**PROBLEM DETAILS**
Format all of the material below as a numbered list with one line per item, skipping blank lines. Leave the pictures out.
-- BEGIN EXERCISE MATERIALS --
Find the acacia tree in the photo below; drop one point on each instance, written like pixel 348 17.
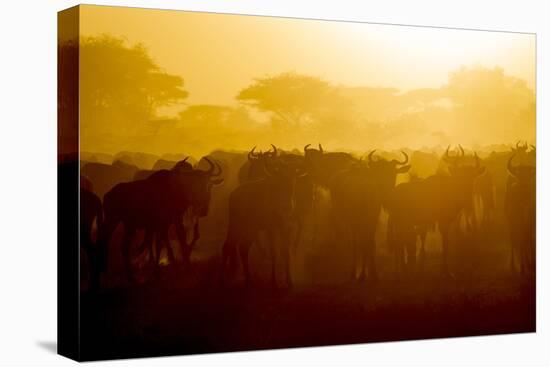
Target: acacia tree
pixel 492 103
pixel 121 89
pixel 291 97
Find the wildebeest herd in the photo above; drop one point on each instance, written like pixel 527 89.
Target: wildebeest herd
pixel 269 198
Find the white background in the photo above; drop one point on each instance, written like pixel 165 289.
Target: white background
pixel 28 182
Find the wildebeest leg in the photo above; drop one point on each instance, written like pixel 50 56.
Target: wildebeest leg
pixel 371 255
pixel 185 249
pixel 148 244
pixel 512 252
pixel 196 233
pixel 444 229
pixel 422 255
pixel 411 250
pixel 243 251
pixel 129 233
pixel 285 243
pixel 353 270
pixel 272 253
pixel 363 252
pixel 105 234
pixel 228 249
pixel 166 242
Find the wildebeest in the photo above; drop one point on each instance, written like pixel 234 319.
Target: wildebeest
pixel 105 176
pixel 262 205
pixel 157 203
pixel 183 165
pixel 91 211
pixel 357 197
pixel 254 167
pixel 521 213
pixel 322 166
pixel 416 206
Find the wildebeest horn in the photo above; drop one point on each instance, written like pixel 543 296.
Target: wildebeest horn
pixel 371 155
pixel 211 169
pixel 251 154
pixel 510 167
pixel 404 162
pixel 274 153
pixel 477 159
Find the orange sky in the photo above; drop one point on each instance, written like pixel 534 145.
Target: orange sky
pixel 219 54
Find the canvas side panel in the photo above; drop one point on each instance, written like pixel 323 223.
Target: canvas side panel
pixel 68 183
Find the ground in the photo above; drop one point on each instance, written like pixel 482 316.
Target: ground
pixel 186 311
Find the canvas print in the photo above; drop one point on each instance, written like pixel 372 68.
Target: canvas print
pixel 234 182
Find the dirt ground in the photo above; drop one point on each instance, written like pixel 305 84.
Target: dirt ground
pixel 186 311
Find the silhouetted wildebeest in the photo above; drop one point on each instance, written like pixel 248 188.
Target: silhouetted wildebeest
pixel 143 174
pixel 357 197
pixel 164 164
pixel 105 176
pixel 416 206
pixel 157 203
pixel 162 239
pixel 484 194
pixel 521 214
pixel 423 164
pixel 90 210
pixel 262 205
pixel 322 166
pixel 254 167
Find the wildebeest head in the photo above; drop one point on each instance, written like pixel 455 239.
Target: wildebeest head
pixel 524 174
pixel 384 172
pixel 281 177
pixel 312 157
pixel 199 185
pixel 463 175
pixel 183 166
pixel 257 162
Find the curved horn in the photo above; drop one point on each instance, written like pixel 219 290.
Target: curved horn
pixel 219 169
pixel 251 154
pixel 274 153
pixel 404 162
pixel 211 169
pixel 371 154
pixel 477 159
pixel 510 167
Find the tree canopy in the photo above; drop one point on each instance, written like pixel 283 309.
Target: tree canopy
pixel 292 97
pixel 121 89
-- END EXERCISE MATERIALS --
**FINAL RESULT**
1. Find the acacia tree in the photo below; drop one point on each instance, written like pixel 348 17.
2. Target: acacia tree
3. pixel 492 103
4. pixel 121 89
5. pixel 291 97
6. Find the wildebeest herd in the photo above; drop one point on each instance, written like pixel 527 89.
7. Target: wildebeest herd
8. pixel 269 198
9. Find the white background in the photo above; drop one point on each instance, written like pixel 165 289.
10. Target: white background
11. pixel 28 182
12. Find the wildebeest leg in the photo above; drop one point on each instance, written like pixel 50 56.
13. Target: wildebeest leg
14. pixel 371 255
15. pixel 185 249
16. pixel 148 244
17. pixel 512 252
18. pixel 196 233
19. pixel 444 229
20. pixel 422 255
21. pixel 411 250
22. pixel 243 251
23. pixel 129 233
24. pixel 285 243
25. pixel 353 270
26. pixel 272 253
27. pixel 363 252
28. pixel 105 234
29. pixel 228 249
30. pixel 166 242
31. Find the wildebeest in the photo above; drop one point on each instance, written like pixel 234 319.
32. Target: wildebeest
33. pixel 105 176
34. pixel 262 205
35. pixel 157 203
36. pixel 183 165
37. pixel 91 211
38. pixel 357 197
39. pixel 254 167
40. pixel 521 213
41. pixel 322 166
42. pixel 416 206
43. Find the wildebeest horn in the photo above; drop one point on each instance, written like pixel 543 296.
44. Target: wildebeest horn
45. pixel 371 155
46. pixel 211 169
47. pixel 251 154
48. pixel 510 167
49. pixel 404 162
50. pixel 274 153
51. pixel 477 159
52. Find the orange sky in the photo above; drop one point on each instance, written like pixel 534 145.
53. Target: orange sky
54. pixel 219 54
55. Find the canvas side panel in the photo above; drop one point on each instance, written like pixel 323 223.
56. Target: canvas side panel
57. pixel 68 183
58. Find the ground in the photo above; drop one point on each instance, written like pixel 482 316.
59. Target: ground
60. pixel 186 311
61. Find the canvas print in the photo above; drop one point on each instance, written like pixel 372 68.
62. Target: canvas print
63. pixel 234 182
64. Find the dirt ground in the photo above; drop one point on each instance, written like pixel 305 84.
65. Target: dirt ground
66. pixel 186 311
67. Find the silhouetted wildebeest in the photo above; drop one point on each instance, written like pixel 248 188.
68. Target: silhouetted wildebeest
69. pixel 143 174
70. pixel 357 197
71. pixel 164 164
72. pixel 105 176
73. pixel 416 206
74. pixel 157 203
75. pixel 162 239
76. pixel 484 194
77. pixel 521 214
78. pixel 423 164
79. pixel 90 210
80. pixel 262 205
81. pixel 322 166
82. pixel 254 167
83. Find the wildebeest head in the photo above; drop one point on each instance, written like pixel 455 239.
84. Target: wildebeest head
85. pixel 524 174
86. pixel 384 172
87. pixel 281 177
88. pixel 312 157
89. pixel 199 185
90. pixel 463 175
91. pixel 183 166
92. pixel 257 162
93. Find the curved horn in the photo above; drop one point on each instance, written like pixel 219 290.
94. Target: curved horn
95. pixel 219 169
96. pixel 251 154
97. pixel 274 153
98. pixel 404 162
99. pixel 211 169
100. pixel 371 154
101. pixel 477 159
102. pixel 510 167
103. Find the tree canopy in the photo above; drop one point on each instance, written like pixel 283 309.
104. Target: tree canopy
105. pixel 292 97
106. pixel 121 89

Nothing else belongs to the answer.